**Short problem**: Reproduce the closing part of the entries exactly: the line with "In this picture, where can the deckchair" and all lines after it, ending with the last line, and nothing else.

**Records for the exercise**:
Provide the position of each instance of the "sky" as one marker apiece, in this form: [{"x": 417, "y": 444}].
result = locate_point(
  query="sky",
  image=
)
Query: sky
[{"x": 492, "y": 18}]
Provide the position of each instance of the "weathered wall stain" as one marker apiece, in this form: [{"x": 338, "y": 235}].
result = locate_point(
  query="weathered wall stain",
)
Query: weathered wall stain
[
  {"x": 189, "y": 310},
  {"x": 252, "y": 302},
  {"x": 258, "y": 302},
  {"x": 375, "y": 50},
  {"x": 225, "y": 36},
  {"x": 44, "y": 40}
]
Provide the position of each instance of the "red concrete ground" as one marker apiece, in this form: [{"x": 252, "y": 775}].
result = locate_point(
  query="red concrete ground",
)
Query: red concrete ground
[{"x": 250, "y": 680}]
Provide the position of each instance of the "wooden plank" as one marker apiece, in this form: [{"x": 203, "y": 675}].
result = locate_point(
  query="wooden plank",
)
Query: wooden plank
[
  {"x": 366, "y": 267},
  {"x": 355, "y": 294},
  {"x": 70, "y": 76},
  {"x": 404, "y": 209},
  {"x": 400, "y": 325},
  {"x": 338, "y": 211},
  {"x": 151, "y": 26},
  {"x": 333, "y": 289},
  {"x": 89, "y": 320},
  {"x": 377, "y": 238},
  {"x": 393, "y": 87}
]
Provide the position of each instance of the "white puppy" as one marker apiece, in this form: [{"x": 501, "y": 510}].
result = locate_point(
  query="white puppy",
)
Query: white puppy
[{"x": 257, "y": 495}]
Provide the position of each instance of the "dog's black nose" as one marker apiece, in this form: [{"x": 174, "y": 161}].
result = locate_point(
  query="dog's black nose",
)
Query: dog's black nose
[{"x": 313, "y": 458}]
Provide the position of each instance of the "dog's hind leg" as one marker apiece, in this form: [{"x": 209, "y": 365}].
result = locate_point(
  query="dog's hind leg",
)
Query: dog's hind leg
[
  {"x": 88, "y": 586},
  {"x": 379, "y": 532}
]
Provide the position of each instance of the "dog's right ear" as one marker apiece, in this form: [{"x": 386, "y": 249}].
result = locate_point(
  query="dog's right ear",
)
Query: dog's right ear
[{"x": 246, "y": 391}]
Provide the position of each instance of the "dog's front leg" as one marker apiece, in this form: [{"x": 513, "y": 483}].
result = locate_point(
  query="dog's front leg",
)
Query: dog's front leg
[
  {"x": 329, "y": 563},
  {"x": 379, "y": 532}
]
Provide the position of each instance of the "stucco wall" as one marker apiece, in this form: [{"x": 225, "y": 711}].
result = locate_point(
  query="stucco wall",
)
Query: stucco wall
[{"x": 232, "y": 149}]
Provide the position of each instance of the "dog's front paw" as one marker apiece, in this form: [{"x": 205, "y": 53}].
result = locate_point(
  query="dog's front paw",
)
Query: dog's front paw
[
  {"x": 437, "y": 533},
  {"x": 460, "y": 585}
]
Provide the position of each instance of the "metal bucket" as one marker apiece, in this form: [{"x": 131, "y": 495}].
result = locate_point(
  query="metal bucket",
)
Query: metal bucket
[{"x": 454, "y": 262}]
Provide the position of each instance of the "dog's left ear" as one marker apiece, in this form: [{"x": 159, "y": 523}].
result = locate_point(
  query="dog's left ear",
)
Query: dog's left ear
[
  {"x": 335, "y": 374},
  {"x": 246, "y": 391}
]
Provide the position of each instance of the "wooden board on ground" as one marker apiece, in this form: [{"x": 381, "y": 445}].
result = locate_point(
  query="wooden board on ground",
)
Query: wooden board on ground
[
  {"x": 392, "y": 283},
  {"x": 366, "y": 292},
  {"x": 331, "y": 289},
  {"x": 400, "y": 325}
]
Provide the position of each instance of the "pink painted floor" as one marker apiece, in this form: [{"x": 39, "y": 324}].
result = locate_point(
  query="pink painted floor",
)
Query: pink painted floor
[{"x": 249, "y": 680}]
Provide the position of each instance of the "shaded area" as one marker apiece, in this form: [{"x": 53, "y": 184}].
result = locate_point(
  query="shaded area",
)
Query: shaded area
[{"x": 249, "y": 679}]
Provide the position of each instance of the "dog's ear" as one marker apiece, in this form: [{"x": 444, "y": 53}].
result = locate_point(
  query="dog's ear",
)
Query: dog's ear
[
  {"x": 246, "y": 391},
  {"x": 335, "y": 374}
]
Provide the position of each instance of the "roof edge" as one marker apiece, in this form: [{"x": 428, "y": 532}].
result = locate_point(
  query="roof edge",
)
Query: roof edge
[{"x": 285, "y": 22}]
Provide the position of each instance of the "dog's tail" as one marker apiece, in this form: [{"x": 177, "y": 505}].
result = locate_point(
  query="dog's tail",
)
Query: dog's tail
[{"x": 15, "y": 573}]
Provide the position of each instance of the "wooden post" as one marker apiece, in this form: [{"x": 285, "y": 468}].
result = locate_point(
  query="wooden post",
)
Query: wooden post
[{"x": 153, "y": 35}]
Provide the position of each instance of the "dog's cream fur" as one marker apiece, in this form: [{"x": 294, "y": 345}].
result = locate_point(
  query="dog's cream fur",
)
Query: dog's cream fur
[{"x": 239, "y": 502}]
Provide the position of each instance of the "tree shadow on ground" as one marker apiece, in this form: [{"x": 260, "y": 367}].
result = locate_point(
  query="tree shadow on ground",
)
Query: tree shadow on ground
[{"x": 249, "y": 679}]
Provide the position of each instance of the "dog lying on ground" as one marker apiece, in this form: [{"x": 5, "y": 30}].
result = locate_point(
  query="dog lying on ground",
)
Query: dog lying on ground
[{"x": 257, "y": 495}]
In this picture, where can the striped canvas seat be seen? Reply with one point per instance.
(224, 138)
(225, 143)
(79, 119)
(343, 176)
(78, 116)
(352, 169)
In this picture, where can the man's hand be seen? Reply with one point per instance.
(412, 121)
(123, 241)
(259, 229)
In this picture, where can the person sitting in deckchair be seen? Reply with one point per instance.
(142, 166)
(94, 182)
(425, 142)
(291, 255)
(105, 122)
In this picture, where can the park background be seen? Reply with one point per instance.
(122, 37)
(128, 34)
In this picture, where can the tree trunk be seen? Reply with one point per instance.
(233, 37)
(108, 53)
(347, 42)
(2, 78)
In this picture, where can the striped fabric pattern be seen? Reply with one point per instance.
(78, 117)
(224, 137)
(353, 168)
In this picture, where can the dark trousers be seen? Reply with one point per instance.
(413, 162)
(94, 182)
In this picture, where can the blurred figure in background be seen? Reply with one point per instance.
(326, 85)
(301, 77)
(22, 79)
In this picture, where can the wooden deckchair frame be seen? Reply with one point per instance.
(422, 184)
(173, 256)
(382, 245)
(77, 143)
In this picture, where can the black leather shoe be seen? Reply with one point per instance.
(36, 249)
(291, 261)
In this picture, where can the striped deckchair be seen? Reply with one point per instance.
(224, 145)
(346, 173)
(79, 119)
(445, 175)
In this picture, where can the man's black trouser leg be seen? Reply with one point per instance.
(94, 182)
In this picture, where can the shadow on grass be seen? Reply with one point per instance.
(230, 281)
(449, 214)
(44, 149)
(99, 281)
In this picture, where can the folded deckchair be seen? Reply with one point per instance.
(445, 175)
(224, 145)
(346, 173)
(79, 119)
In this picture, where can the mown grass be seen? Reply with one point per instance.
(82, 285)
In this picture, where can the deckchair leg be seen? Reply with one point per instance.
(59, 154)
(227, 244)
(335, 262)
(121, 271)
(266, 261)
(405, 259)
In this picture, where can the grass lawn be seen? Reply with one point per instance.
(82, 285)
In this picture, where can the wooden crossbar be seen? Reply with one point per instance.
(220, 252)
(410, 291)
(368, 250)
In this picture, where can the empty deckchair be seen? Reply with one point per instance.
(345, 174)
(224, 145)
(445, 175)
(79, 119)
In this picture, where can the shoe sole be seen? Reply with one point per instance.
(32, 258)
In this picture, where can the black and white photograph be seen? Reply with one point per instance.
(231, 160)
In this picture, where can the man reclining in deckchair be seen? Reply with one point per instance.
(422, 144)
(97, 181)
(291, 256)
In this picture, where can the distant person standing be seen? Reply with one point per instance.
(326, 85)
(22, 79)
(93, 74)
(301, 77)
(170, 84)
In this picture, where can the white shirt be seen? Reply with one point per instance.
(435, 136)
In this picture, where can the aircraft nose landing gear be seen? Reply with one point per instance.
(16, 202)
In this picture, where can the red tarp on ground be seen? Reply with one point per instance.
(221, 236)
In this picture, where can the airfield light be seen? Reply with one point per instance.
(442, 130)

**Result for this exercise**:
In this picture, where can the deckchair leg be seen? Reply with one point per instance.
(59, 154)
(227, 244)
(335, 262)
(121, 271)
(266, 261)
(405, 259)
In this picture, where can the grass lawn be seen? Reply with one point per instance.
(82, 285)
In this picture, where can the wooden crossbar be seen? Reply with one point per instance.
(220, 252)
(410, 291)
(368, 250)
In this picture, where can the empty deckchair be seen? Reply with one point per instance.
(345, 174)
(224, 145)
(445, 175)
(79, 119)
In this picture, where can the shoe sole be seen? Reply with one point per instance.
(32, 258)
In this picture, where can the black and white photograph be seen? Reply with one point per instance.
(231, 160)
In this picture, where can the man reclining in deckchair be seen? Reply with one point per instance.
(422, 144)
(97, 181)
(291, 256)
In this picture, where can the distant person standing be seen? Reply with one point per instance.
(326, 85)
(22, 79)
(93, 74)
(301, 77)
(170, 84)
In this picture, where can the white shirt be seen? Reply with one point per instance.
(435, 136)
In this picture, where can the aircraft nose landing gear be seen? Reply with one point per instance.
(16, 202)
In this picture, where can the red tarp on ground be seen? Reply with one point per instance.
(221, 236)
In this picture, where can the airfield light be seen? Reply with one point per instance.
(442, 130)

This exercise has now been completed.